• Passage extrait
========

La situation a atteint son paroxysme. Jamais l’Europe n’a connu un flux aussi massif que l’année 2016. A quelques semaines de la fin d’année, le Vieux Continent a accueilli plus d’un million et demi de migrants entre 2015 et 2016. De janvier à octobre de l’année en cours, environ 3 800 personnes ont péri ou disparu dans la mer Méditerranée. Une situation d’autant plus alarmante avec les problèmes de relocalisation des migrants déjà présents sur le sol européen. Reportage dans les rues de Paris.

►30 Minutes| Amine Lahiba

Croisée entre les allées de la Gare Saint-Lazare à Paris, Halima* est une jeune femme abattue. Ses yeux foncés n’arrivent plus à cacher son désespoir et sa détresse. Une détresse qui a poussé cette ancienne femme au foyer épanouie et sans histoire à tendre la main aux passants. Des passants qui remarquent à peine sa présence. De ses propres aveux, elle commence à faire partie des meubles de la gare. « Si on m’avait dit qu’un jour je serai ici, le ventre vide  et la main tendue, je ne l’aurais jamais cru », sanglote la jeune femme en baissant les yeux. Sa fille, jouant à proximité, ne semble pas mesurer l’urgence et la complexité de la situation.

De son périple lui faisant traverser l’Europe d’Est en Ouest, Halima ne veut plus rien retenir, car ce trajet « [la] fait voyager d’une misère à une autre », à une différence près ; à Paris il pleut des cordes, à Alep, Idlib ou encore à Raqqa le ciel largue des bombes. Préférant lutter contre le froid d’un novembre glacial, elle se bat tant bien que mal pour rester debout, avec l’espoir de regagner sa terre natale un jour.

 

Au moment d’évoquer sa famille restée en Syrie, Halima ne peut se retenir. Un déchirement qui, un an après son début de périple, continue toujours à la faire souffrir. Sans nouvelle de son mari, elle craint le pire. « Je ne sais pas s’il est vivant, ou mort. J’ignore s’il est libre ou entre les mains de la police. Je n’ai aucune information », ajoute Halima avec une voix tremblante et des yeux rivés sur son bout de carton avec lequel elle essaye d’interpeller les voyageurs.  La barrière de la langue ne l’empêche pas pour autant d’essayer de sensibiliser les passants, car le combat « est universel ».

========

• Exercices à résoudre
[a] Selon le reportage sur les migrants à Paris, pourquoi Halima ne veut-elle plus rien retenir de son périple à travers l'Europe ? Répondez en une à trois phrases.
[b] Poursuivez, s'il vous plaît, le reportage sur les migrants à Paris à partir de sa dernière phrase.

========

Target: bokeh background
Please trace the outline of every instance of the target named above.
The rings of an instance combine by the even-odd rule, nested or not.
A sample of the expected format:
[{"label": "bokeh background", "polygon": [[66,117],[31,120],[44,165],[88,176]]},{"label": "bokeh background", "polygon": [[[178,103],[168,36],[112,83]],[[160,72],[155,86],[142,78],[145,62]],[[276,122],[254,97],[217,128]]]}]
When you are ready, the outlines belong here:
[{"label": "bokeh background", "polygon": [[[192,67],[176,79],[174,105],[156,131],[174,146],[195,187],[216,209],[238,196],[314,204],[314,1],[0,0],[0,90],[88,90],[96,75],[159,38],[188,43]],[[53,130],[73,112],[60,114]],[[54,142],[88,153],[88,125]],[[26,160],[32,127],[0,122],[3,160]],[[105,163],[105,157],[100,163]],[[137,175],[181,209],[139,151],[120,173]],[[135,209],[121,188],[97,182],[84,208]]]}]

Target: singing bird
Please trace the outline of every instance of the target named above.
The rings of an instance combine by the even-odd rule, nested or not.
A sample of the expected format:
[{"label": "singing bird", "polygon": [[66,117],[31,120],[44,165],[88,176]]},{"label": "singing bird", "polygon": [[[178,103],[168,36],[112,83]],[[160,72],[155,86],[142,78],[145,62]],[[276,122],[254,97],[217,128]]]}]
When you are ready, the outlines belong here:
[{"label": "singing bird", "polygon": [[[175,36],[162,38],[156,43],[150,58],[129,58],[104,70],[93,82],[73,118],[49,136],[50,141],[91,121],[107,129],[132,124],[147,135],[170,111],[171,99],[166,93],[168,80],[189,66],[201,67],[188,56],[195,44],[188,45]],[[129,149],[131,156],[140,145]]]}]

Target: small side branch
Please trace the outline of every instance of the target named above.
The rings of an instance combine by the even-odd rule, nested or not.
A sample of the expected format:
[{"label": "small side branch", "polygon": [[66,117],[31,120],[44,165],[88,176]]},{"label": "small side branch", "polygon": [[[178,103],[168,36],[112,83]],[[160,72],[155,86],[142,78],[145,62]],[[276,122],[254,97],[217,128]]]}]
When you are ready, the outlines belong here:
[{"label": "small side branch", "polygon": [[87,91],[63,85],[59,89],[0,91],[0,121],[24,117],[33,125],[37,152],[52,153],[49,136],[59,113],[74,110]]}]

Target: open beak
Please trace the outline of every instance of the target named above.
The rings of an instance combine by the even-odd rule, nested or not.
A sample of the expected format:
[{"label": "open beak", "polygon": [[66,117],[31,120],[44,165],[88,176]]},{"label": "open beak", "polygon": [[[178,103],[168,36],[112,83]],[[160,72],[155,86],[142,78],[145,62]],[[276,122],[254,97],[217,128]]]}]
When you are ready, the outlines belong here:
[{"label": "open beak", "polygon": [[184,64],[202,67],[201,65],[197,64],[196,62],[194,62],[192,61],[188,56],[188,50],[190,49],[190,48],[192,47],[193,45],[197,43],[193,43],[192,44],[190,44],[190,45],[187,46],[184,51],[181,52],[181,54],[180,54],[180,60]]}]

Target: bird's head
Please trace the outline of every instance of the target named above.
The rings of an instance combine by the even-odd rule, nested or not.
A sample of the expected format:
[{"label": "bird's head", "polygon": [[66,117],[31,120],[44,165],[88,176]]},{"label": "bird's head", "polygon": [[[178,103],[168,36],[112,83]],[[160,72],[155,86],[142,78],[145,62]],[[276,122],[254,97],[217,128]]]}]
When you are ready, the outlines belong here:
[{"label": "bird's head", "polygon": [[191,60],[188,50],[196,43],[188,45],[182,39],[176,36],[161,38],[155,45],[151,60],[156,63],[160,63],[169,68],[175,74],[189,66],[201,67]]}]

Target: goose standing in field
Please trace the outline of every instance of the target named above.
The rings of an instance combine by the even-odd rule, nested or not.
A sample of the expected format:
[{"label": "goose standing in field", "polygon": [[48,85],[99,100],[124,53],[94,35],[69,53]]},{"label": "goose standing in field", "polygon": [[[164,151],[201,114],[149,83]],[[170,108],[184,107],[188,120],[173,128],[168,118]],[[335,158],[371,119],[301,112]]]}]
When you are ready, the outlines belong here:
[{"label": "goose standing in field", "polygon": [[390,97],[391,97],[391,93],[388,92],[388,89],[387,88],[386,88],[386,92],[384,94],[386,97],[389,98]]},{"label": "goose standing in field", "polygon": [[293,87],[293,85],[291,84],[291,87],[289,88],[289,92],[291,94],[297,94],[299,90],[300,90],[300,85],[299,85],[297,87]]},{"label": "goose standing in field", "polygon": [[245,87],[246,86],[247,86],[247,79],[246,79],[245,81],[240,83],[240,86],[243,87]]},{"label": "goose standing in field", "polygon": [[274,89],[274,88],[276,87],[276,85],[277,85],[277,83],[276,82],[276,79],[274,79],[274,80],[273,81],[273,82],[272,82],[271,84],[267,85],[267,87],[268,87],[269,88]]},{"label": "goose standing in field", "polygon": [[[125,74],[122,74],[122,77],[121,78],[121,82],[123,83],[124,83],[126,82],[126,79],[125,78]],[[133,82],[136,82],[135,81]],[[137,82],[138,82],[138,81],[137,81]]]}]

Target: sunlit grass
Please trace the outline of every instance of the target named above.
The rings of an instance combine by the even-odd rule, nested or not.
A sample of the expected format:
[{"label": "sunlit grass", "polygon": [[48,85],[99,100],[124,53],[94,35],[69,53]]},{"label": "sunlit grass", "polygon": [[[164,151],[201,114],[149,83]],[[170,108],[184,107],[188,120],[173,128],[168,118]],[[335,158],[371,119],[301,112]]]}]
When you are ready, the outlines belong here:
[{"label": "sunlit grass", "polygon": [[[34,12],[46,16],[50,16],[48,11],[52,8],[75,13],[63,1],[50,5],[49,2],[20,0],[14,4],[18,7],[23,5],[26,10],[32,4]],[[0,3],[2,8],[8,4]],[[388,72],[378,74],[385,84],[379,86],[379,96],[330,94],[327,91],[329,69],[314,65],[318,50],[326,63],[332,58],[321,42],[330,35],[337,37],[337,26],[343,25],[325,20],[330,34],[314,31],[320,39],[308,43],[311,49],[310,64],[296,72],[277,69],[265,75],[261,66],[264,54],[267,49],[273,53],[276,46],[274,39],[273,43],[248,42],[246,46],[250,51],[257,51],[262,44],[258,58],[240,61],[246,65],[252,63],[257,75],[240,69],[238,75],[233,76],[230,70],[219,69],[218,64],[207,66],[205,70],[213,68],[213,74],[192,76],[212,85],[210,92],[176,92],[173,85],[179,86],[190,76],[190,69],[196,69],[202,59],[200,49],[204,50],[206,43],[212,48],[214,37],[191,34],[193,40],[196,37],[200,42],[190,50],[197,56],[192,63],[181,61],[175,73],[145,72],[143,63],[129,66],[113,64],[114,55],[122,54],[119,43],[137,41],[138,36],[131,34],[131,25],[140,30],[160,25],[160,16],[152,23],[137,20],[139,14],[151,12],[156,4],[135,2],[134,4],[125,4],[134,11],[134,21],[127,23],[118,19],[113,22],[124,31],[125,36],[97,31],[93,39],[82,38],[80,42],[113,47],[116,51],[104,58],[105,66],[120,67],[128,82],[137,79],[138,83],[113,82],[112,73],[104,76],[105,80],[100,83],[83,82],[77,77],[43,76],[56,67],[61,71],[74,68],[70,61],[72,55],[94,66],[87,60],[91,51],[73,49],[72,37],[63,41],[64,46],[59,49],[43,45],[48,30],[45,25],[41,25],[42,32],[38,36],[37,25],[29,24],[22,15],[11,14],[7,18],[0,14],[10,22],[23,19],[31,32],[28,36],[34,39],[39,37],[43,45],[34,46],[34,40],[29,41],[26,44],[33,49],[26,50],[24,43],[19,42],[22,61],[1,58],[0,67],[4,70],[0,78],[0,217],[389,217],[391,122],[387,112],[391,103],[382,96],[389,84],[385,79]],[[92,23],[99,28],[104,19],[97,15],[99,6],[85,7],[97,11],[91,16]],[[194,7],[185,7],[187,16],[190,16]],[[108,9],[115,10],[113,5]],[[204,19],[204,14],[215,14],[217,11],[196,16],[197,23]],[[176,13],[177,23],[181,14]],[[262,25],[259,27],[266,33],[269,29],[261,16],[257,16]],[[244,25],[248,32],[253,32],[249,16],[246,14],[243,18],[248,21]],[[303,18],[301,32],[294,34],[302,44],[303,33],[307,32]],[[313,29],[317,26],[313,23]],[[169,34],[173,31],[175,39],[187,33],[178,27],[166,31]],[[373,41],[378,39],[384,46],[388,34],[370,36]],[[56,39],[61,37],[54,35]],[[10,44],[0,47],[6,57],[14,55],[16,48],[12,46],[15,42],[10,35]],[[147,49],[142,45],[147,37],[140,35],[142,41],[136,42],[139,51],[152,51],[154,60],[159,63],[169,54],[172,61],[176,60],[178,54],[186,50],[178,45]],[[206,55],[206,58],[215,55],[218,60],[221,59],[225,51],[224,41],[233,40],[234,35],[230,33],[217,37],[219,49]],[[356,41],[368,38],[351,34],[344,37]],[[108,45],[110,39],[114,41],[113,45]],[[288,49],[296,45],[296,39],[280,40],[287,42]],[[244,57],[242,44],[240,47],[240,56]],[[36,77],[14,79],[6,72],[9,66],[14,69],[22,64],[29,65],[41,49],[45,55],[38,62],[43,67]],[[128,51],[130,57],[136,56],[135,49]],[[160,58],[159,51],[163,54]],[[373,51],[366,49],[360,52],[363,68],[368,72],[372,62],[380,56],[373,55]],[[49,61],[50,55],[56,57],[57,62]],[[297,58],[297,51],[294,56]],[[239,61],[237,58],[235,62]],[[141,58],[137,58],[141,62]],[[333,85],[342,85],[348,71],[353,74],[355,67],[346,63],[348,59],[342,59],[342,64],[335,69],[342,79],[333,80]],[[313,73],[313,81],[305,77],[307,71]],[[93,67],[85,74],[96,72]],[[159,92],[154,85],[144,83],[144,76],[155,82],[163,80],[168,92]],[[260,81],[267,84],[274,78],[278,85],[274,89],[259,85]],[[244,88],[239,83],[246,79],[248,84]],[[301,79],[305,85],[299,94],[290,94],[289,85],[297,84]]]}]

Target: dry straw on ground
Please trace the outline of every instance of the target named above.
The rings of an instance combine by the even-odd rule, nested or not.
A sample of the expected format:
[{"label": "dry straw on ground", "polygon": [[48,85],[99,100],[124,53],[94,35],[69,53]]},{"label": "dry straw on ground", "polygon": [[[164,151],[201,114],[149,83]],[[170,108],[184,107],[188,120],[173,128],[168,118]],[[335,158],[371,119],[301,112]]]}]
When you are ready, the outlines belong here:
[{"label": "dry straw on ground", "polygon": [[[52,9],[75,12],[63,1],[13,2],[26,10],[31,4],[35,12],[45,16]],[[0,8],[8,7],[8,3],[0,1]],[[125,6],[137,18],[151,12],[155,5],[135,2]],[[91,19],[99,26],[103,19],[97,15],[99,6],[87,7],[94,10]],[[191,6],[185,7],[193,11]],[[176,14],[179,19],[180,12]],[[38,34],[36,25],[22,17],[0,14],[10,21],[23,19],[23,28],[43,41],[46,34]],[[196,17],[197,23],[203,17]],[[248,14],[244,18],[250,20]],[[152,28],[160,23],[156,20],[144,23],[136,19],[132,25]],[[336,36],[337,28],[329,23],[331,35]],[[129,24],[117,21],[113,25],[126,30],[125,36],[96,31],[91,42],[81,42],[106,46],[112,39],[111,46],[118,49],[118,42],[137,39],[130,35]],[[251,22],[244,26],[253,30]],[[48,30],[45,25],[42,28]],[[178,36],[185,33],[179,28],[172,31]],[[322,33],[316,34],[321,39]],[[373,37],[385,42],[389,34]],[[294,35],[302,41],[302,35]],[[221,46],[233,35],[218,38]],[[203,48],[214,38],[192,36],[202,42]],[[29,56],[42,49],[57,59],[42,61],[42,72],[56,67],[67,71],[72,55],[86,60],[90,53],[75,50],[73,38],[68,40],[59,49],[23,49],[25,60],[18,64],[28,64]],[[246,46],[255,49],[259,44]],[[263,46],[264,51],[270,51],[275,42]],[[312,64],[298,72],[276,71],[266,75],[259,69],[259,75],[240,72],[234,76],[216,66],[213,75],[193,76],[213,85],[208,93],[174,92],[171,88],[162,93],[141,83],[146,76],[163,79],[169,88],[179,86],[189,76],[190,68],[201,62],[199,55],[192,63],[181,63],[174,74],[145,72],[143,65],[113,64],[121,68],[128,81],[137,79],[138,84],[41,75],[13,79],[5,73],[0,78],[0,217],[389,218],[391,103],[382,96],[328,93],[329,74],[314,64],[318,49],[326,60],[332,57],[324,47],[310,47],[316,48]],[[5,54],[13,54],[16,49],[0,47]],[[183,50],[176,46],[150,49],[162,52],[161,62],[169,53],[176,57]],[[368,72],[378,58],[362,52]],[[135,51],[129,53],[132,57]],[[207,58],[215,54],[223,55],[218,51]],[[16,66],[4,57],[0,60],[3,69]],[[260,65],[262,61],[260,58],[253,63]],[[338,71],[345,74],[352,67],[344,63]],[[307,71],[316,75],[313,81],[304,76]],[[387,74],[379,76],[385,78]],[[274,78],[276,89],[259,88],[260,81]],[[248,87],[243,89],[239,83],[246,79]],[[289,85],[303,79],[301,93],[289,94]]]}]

========

• Résultats de l'exercice
[a] Halima ne veut plus rien retenir de son périple parce que ce trajet, selon ses mots, « [la] fait voyager d'une misère à une autre ». La seule différence est qu'à Paris il pleut des cordes, alors qu'à Alep, Idlib ou Raqqa le ciel largue des bombes.

[b]
 

Tout sauf une exception
Le cas d’Halima est loin d’être isolé. Des réfugiés sillonnant les rues des villes européennes se comptent par centaines de milliers, faute de structures d’accueil – trop chargées. Dans les pays membres de l’Union Européenne, ils seraient plus de 400 000 à vivre dehors – dans les rues, les gares, dans les camps ou encore sous les ponts.

Joint par nos services, la Fédération d’Entraide Protestante (FEP), dresse un bilan davantage préoccupant. Malgré un afflux moins important en Europe (suite à l’accord entre l’Europe et la Turquie, entre autres), la situation humaine des réfugiés dans l’Hexagone reste précaire. Selon David Hedrich, coordinateur dans l’association d’aide aux migrants « Dom’Asile », en France, « l’accompagnement des réfugiés n’est pas optimisé. Souvent ces personnes arrivent ici sans connaître un mot de notre langue, donc à ce niveau là il serait judicieux de leurs apprendre la langue ou à défaut les aider à traduire ».

Au lendemain du démantèlement des camps, notamment la jungle de Calais (Pas-de-Calais), les réfugiés ont plus que jamais besoin de solutions de relogement. Dans des conditions météorologiques toujours plus rudes, les structures d’accueil manquent de places. « La seule solution est d’ouvrir plus de structures d’accueil pour plus de places », ajoute David Hedrich.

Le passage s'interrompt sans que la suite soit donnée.